MATERIAL:
§ §
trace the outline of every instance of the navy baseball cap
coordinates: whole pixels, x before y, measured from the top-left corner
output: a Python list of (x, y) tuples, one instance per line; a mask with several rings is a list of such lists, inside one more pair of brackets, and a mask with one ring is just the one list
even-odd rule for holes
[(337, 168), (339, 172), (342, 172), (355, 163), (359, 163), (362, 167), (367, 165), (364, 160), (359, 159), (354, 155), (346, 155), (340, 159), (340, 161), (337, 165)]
§ §
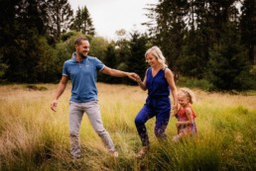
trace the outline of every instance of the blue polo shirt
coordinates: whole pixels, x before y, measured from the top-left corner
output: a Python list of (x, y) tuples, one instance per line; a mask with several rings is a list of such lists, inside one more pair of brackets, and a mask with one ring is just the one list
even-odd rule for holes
§ §
WHAT TO WORK ON: Starting with the line with "trace the outline of every instance of the navy" and going on through the line with "161), (337, 165)]", arrange those items as a two-column CSV with the columns text and answer. Give one row per item, with its text and its answer each in a single quoted field and line breaks turned into spaces.

RESPONSE:
text,answer
"trace the outline of every instance of the navy baseball cap coordinates: whole pixels, x before y, measured from the top-left corner output: a Python list of (x, y) tuples, one instance per line; a mask with several rings is a list of such lists, inside one more pair of brackets, and a mask with one ring is just the one list even-odd rule for holes","[(337, 168), (339, 172), (342, 172), (355, 163), (359, 163), (362, 167), (367, 165), (364, 160), (359, 159), (354, 155), (346, 155), (340, 159), (340, 161), (337, 165)]"